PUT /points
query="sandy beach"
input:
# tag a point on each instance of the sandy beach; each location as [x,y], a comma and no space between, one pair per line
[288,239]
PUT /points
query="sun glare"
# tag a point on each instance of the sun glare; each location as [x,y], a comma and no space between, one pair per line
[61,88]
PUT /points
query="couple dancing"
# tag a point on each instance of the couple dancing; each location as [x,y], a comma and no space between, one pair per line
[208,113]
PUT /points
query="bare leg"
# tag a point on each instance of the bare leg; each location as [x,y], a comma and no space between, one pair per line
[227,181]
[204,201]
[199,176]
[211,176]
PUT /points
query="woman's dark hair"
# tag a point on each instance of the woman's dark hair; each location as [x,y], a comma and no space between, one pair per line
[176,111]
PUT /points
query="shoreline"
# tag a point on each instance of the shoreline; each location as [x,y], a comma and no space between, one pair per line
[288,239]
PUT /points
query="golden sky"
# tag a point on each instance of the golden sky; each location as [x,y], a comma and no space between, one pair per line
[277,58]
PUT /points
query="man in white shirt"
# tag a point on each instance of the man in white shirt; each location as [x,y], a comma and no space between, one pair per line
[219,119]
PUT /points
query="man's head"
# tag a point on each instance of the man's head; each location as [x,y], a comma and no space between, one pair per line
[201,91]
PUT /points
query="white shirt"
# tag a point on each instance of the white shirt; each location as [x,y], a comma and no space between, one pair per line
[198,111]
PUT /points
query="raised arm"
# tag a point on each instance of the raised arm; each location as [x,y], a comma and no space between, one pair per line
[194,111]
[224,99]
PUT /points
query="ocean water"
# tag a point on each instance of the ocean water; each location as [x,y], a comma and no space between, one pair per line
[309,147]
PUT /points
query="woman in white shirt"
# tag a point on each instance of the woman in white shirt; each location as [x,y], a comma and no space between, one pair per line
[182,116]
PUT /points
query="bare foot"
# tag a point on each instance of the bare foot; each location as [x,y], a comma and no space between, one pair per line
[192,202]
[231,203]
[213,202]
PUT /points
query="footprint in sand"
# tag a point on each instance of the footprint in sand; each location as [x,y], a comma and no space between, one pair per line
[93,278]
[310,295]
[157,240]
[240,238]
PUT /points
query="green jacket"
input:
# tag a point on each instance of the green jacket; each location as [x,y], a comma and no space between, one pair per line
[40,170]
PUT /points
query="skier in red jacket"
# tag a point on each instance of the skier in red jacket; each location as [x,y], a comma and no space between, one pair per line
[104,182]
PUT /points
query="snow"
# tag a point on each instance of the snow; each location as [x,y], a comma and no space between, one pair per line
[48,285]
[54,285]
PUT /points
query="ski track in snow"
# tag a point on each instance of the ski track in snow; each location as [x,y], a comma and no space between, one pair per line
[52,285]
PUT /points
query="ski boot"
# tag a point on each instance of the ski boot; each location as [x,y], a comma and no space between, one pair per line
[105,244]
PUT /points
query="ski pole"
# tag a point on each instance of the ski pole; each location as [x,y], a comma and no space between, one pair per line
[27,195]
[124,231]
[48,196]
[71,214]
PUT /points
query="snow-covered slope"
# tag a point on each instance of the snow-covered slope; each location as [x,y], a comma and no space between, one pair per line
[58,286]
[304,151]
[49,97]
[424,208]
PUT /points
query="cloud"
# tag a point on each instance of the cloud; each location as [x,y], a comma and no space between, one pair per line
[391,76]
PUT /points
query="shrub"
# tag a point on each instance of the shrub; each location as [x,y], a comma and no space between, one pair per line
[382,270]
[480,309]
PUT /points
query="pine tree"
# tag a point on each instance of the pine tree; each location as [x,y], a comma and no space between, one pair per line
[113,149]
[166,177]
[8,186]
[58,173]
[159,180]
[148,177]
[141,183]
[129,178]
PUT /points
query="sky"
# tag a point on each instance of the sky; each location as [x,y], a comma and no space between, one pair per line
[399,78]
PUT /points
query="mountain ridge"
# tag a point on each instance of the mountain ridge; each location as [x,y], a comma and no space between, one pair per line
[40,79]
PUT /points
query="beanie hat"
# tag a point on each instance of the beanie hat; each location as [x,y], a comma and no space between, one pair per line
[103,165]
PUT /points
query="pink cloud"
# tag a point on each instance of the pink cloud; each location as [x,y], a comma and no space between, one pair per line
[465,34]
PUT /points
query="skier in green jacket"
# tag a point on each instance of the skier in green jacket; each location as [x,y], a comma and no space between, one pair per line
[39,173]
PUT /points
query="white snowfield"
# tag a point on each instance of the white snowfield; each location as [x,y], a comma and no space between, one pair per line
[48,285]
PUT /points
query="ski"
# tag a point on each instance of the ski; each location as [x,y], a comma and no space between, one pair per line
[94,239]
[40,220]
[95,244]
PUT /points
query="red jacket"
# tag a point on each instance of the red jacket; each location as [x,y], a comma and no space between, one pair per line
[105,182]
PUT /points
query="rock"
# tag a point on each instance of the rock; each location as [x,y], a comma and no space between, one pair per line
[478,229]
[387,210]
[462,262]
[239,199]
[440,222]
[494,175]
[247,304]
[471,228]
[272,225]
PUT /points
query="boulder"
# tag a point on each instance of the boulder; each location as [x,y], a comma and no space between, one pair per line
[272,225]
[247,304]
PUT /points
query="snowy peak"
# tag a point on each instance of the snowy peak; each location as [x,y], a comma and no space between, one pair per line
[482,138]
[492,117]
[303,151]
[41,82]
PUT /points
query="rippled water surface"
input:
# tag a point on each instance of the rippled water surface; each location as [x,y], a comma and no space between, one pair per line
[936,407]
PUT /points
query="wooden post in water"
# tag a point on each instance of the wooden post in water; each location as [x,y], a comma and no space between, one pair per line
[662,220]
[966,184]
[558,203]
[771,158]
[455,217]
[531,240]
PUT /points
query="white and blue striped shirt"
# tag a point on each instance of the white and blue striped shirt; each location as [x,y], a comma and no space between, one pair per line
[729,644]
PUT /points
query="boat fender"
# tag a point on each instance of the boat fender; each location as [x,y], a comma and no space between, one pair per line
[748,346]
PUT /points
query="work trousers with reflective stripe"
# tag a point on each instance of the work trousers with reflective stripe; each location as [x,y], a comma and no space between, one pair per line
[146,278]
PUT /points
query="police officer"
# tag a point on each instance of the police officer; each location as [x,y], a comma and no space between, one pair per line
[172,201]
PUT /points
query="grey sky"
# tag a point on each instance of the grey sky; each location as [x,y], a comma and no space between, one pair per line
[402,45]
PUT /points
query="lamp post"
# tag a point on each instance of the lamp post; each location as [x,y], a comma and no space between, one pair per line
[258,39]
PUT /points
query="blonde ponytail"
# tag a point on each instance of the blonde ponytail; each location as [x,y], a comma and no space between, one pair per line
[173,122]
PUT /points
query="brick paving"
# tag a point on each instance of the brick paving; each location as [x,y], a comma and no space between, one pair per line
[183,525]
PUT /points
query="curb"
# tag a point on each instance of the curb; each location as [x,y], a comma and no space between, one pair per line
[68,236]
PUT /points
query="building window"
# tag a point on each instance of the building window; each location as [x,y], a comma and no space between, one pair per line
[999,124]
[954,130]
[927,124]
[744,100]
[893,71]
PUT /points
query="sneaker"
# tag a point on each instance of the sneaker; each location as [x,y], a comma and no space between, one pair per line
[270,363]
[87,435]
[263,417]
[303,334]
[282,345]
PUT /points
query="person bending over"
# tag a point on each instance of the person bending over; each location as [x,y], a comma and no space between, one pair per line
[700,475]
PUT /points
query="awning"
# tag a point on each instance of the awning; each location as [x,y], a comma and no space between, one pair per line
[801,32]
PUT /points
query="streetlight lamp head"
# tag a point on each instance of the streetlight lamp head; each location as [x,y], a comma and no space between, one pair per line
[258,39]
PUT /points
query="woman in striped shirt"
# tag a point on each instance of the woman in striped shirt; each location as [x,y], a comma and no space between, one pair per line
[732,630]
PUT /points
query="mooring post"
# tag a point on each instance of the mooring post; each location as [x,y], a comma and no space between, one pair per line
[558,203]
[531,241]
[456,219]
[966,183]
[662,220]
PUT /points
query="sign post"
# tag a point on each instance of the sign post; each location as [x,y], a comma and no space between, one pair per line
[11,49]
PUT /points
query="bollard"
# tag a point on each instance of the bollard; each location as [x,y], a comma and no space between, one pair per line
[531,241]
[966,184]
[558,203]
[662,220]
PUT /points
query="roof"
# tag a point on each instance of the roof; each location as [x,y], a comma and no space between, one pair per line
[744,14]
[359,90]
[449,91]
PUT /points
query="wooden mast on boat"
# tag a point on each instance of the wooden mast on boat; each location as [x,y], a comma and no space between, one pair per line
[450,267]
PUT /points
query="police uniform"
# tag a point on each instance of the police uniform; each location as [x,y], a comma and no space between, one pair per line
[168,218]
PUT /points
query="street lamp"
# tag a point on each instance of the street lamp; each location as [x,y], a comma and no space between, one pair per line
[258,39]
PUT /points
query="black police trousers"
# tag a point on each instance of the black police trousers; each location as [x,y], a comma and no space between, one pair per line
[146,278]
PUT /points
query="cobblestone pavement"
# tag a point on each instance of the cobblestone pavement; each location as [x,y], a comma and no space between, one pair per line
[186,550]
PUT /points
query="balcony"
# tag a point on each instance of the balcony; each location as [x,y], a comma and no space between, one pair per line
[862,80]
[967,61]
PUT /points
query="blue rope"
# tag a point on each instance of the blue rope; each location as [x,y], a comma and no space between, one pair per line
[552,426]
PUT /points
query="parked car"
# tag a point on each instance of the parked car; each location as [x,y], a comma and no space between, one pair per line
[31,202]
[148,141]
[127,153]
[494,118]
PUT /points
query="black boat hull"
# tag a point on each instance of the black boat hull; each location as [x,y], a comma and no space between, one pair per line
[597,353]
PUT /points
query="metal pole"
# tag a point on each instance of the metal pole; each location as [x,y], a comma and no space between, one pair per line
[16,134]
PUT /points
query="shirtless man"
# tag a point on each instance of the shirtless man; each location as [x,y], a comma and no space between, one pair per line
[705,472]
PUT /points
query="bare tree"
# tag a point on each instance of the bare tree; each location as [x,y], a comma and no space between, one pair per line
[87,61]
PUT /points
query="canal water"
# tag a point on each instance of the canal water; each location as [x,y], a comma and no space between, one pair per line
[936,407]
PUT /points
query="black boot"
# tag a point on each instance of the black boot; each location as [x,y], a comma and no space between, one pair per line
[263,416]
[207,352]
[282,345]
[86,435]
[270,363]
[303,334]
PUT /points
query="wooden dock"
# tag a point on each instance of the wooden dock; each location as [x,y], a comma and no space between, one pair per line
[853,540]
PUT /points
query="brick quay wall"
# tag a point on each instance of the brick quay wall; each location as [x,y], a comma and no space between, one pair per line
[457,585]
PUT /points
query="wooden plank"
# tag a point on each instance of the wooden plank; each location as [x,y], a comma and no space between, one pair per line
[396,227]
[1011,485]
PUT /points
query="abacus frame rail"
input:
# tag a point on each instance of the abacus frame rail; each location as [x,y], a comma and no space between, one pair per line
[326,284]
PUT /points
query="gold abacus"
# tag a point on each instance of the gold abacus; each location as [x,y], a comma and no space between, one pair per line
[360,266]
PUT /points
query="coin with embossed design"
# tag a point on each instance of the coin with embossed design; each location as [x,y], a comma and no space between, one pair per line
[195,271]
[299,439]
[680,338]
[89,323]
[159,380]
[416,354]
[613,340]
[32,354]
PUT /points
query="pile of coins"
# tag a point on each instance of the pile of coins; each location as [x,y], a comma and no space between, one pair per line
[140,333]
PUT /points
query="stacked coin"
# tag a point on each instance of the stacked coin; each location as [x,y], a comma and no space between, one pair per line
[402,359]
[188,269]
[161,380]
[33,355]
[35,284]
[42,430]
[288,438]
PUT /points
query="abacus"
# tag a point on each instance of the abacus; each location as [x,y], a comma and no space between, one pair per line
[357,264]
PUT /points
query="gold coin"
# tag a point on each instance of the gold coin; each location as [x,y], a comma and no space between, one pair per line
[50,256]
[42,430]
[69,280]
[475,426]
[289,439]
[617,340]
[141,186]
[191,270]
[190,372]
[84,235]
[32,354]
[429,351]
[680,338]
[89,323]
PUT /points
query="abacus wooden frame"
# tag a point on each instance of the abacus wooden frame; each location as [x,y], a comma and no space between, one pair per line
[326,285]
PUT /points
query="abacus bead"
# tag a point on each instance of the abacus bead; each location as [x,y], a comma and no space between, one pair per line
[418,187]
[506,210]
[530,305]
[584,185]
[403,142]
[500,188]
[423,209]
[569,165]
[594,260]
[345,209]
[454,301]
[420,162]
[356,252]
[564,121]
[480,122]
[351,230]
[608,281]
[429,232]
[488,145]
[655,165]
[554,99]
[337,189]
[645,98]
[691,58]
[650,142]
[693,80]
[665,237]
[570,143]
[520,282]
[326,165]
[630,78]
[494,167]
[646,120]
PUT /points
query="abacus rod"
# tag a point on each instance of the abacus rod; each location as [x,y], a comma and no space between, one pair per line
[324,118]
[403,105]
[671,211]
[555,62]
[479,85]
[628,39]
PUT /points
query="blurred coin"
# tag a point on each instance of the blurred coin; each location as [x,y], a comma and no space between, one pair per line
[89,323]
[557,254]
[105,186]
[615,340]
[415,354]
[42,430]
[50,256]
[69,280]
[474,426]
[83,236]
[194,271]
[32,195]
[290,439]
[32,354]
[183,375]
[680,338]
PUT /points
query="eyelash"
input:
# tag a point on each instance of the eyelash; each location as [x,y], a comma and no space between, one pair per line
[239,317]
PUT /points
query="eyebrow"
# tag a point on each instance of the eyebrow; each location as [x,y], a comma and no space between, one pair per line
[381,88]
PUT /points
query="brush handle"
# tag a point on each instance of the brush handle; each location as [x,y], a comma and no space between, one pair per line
⁂
### EXERCISE DETAILS:
Show every line of the listing above that contains the string "trousers".

### EXERCISE RESULT:
query="work trousers with reflective stripe"
# tag a point on each instance of the work trousers with reflective stripe; each location as [x,y], a comma and no space between, one pair per line
query="black police trousers"
# tag a point on each instance of the black police trousers; each location as [x,y], a comma and no space between, one pair per line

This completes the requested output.